* Required tasks
1) In the article on Colorado's health-care buying alliance, how many local employers is the Colorado Purchasing Alliance bringing together?
2) Update the article on Colorado's health-care buying alliance by writing it out again from "The local employers" to "Group on Health.", with "medical providers" changed to "health-care providers".

Public employers in Colorado are teaming up with national companies to jointly purchase medical care through a new buying group that could become a blueprint for employers in other states seeking more bang for their health-care bucks.
The local employers will join with the national Purchaser Business Group on Health, a coalition of some of the country’s largest companies including Walmart Inc. and Boeing Co. PBGH will help identify high-quality medical providers in Colorado. PBGH members with employees in the state can opt in to the contracts that the Colorado Purchasing Alliance negotiates.
U.S. employers and their workers spend more than $1 trillion each year on medical care, with a typical family premium costing a combined $21,000 annually for employer and employee. Companies’ long-brewing discontent over a costly system that often delivers low-quality care is driving new attempts to change it.
That requires playing a bigger role in steering all those health-care dollars to the best providers, said Robert Smith, executive director of the Colorado Business Group on Health.
“Employers aren’t purchasing care. They’re passively paying for it,” Smith said. “We need to proactively purchase it.”
An affiliate of Smith’s group, called the Colorado Purchasing Alliance, is bringing together 11 local employers, including the state government, to muster their joint buying power in contract negotiations with hospitals and doctors.
The alliance will initially focus on select types of care that are often among employers’ highest expenses, including cancer, maternity and musculoskeletal care, such as treatments for back pain as well as joint replacements. It also aims to contract with top primary care physicians.
The groups called it a first-of-its-kind collaboration between national companies and local employers, and Colorado Gov. Jared Polis said in a statement that the alliance is “clear example of how we can work together to save people money on health care.”

* Dataset content
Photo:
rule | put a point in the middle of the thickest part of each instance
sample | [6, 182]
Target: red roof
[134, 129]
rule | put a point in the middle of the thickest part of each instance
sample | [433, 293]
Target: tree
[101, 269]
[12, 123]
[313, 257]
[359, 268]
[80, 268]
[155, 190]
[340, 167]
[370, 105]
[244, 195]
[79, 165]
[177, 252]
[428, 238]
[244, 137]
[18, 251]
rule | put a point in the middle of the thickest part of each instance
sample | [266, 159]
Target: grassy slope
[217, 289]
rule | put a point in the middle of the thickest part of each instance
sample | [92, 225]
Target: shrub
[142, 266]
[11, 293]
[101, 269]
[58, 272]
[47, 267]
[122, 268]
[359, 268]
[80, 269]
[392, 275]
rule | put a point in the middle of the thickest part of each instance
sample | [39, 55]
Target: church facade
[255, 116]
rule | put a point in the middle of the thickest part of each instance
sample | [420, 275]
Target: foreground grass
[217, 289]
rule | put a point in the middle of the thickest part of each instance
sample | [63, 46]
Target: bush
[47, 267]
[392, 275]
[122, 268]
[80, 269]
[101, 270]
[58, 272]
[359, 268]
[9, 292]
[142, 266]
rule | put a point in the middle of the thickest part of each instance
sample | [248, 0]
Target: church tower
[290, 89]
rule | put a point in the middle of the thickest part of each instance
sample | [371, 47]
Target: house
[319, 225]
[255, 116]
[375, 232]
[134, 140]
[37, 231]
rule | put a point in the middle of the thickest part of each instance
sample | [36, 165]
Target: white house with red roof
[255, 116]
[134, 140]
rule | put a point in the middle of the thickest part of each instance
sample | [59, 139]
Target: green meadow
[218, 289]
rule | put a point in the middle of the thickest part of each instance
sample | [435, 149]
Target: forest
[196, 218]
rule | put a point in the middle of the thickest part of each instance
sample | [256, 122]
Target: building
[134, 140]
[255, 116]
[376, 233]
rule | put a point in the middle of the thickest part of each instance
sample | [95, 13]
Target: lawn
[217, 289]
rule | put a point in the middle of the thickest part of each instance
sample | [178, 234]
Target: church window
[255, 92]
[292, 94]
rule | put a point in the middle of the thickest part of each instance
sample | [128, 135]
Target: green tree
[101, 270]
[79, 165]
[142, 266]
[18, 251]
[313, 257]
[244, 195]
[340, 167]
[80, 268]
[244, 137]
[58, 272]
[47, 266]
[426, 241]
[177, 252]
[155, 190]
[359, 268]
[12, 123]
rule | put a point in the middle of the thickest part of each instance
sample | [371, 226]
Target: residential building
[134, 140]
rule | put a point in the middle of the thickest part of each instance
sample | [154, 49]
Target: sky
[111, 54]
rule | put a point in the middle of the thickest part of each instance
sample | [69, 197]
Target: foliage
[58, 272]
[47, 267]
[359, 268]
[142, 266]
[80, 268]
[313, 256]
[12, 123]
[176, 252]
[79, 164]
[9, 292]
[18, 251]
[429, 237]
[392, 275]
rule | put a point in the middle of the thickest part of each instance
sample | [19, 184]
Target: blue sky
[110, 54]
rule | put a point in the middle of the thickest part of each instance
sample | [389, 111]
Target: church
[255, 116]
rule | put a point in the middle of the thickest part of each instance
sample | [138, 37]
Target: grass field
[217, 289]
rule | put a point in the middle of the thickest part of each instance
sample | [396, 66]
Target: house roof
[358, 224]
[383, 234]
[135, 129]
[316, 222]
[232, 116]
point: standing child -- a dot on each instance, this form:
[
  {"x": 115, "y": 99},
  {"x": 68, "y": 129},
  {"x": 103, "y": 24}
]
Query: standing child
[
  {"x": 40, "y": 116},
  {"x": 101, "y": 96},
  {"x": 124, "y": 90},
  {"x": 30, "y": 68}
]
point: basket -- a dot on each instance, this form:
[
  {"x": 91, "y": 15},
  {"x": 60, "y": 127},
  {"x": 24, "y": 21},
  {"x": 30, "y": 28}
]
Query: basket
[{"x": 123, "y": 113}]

* Replies
1) Eleven local employers, including the state government.

2)
The local employers will join with the national Purchaser Business Group on Health, a coalition of some of the country’s largest companies including Walmart Inc. and Boeing Co. PBGH will help identify high-quality health-care providers in Colorado. PBGH members with employees in the state can opt in to the contracts that the Colorado Purchasing Alliance negotiates.
U.S. employers and their workers spend more than $1 trillion each year on medical care, with a typical family premium costing a combined $21,000 annually for employer and employee. Companies’ long-brewing discontent over a costly system that often delivers low-quality care is driving new attempts to change it.
That requires playing a bigger role in steering all those health-care dollars to the best providers, said Robert Smith, executive director of the Colorado Business Group on Health.